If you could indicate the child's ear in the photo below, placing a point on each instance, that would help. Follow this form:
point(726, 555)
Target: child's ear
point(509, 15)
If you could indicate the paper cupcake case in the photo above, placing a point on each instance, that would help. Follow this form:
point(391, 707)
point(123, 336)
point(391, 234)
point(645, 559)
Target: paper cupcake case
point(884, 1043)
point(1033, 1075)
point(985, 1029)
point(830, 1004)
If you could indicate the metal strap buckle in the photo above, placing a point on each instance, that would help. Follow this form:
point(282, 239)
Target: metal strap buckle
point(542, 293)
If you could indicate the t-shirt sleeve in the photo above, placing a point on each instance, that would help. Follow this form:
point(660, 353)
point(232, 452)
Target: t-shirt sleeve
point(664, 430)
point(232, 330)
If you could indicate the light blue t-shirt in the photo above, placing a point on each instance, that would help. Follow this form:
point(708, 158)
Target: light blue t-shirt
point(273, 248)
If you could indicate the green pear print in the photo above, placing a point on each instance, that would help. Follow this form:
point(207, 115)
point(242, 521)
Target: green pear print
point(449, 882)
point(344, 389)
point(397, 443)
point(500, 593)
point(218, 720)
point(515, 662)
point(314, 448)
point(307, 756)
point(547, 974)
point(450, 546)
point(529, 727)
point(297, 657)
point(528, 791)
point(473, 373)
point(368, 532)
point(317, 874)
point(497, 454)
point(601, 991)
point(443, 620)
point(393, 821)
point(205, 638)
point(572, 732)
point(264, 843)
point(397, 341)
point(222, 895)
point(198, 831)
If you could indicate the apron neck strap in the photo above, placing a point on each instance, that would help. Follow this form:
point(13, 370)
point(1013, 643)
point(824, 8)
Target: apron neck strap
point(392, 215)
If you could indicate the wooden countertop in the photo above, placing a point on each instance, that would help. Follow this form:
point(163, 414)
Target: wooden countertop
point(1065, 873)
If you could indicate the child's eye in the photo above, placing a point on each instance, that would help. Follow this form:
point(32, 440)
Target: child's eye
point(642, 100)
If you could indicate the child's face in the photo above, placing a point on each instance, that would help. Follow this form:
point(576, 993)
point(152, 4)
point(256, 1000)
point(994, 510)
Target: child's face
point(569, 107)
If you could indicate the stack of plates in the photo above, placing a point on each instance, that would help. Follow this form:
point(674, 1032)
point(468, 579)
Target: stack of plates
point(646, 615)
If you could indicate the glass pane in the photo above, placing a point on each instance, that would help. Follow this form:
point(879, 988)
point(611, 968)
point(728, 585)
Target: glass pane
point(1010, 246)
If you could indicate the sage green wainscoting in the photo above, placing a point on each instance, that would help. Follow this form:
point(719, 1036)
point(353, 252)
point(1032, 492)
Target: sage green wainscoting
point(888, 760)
* * * * * * *
* TASK DIRECTIONS:
Copy all of the data above line for line, with no changes.

* FINAL ANSWER:
If you could indicate the child's ear in the photo below, placing a point on each instance, that would help. Follow this form:
point(726, 555)
Target: child's ear
point(509, 15)
If you could indicate the paper cupcake case in the photo above, placing a point on each instance, that would help. Follow this form:
point(391, 707)
point(123, 336)
point(391, 234)
point(645, 559)
Target: paper cupcake case
point(884, 1043)
point(1033, 1075)
point(985, 1029)
point(830, 1004)
If you could indicate the metal strap buckle in the photo above, placing a point on each instance, that would help. Follow this form:
point(282, 239)
Target: metal strap buckle
point(542, 293)
If you could indicate the t-shirt sleeve in the photo above, placing a point on each instance, that would help. Follow this form:
point(660, 353)
point(232, 452)
Target: t-shirt sleeve
point(664, 430)
point(232, 330)
If you could indicate the light blue t-shirt in the photo above, placing a point on each instance, that would help. Follow this form:
point(708, 158)
Target: light blue t-shirt
point(273, 248)
If you could indicate the green pear print in the photo above, placing a point on each instance, that would help. Follow this form:
point(207, 115)
point(242, 521)
Target: green pear print
point(449, 882)
point(344, 389)
point(397, 443)
point(500, 593)
point(218, 720)
point(515, 662)
point(314, 448)
point(307, 756)
point(547, 974)
point(450, 546)
point(529, 727)
point(297, 657)
point(528, 791)
point(473, 373)
point(368, 532)
point(317, 874)
point(497, 454)
point(601, 991)
point(443, 620)
point(393, 821)
point(205, 638)
point(572, 732)
point(264, 843)
point(397, 341)
point(222, 895)
point(198, 831)
If you could indicate the apron neck strap in the photo above, placing a point on each instance, that would help. Follow this form:
point(13, 370)
point(1013, 643)
point(824, 8)
Target: apron neck strap
point(392, 215)
If you could indicate the wooden countertop in the photo above, placing a point on each instance, that would help. Follow this form:
point(163, 414)
Target: wooden countertop
point(1065, 873)
If you could indicate the child's eye in the photo above, placing a point on each instance, that would help. Follow this form:
point(32, 440)
Target: child's eye
point(642, 100)
If you could indicate the child's face in the photo above, placing a point on each instance, that would help. Follow this form:
point(576, 993)
point(152, 4)
point(256, 1000)
point(994, 510)
Target: child's face
point(569, 107)
If you could indicate the stack of plates in the photo above, placing a point on each instance, that would help. Follow this form:
point(674, 1032)
point(468, 579)
Target: stack of plates
point(646, 615)
If you could indicate the glass pane in the photo above, placing a point on each instance, that would help. Follow this form:
point(879, 988)
point(611, 968)
point(728, 585)
Target: glass pane
point(1010, 246)
If you could indicate the sage green wainscoting in the photo above, placing a point on each instance, that would help. Follow this form:
point(719, 1036)
point(353, 252)
point(1032, 492)
Target: sage green wainscoting
point(888, 760)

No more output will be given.